▼▼▼
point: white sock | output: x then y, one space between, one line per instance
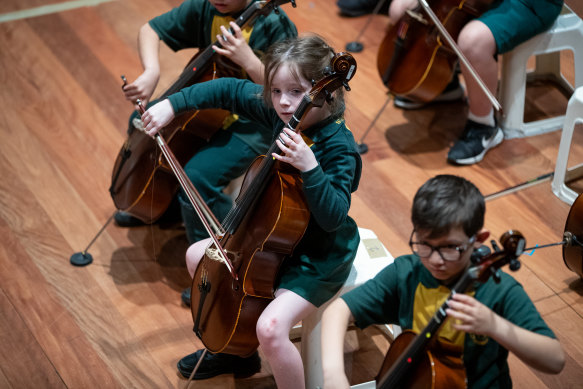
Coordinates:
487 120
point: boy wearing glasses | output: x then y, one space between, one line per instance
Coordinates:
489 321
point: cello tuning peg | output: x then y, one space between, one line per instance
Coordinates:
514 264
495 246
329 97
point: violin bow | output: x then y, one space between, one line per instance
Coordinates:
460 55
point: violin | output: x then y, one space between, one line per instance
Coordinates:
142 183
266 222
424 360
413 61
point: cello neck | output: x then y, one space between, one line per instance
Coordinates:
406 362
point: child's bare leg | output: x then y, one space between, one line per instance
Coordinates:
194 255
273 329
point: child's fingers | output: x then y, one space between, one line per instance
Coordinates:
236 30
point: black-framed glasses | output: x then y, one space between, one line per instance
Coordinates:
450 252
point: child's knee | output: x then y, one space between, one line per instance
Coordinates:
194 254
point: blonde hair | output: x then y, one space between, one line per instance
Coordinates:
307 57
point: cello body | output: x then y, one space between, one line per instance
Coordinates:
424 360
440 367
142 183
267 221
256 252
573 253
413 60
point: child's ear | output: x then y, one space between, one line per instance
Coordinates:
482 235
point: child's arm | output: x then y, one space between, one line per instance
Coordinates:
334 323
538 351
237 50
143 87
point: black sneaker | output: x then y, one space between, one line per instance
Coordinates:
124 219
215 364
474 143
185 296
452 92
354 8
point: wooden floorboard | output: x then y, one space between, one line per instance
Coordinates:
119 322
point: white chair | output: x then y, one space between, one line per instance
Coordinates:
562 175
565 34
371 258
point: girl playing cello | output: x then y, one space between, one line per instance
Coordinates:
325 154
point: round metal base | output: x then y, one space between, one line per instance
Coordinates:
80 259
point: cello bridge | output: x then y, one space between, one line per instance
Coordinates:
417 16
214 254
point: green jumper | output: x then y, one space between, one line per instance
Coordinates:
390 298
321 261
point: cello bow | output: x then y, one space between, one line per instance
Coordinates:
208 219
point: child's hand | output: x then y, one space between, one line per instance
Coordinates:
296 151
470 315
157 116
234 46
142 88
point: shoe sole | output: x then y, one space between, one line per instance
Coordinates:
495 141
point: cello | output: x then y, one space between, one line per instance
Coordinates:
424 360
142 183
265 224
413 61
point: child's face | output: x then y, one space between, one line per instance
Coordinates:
▲▲▲
● **Required action**
Count how many of the lines in the material include the word "glasses", and state that number without anything else.

● **Solution to the problem**
2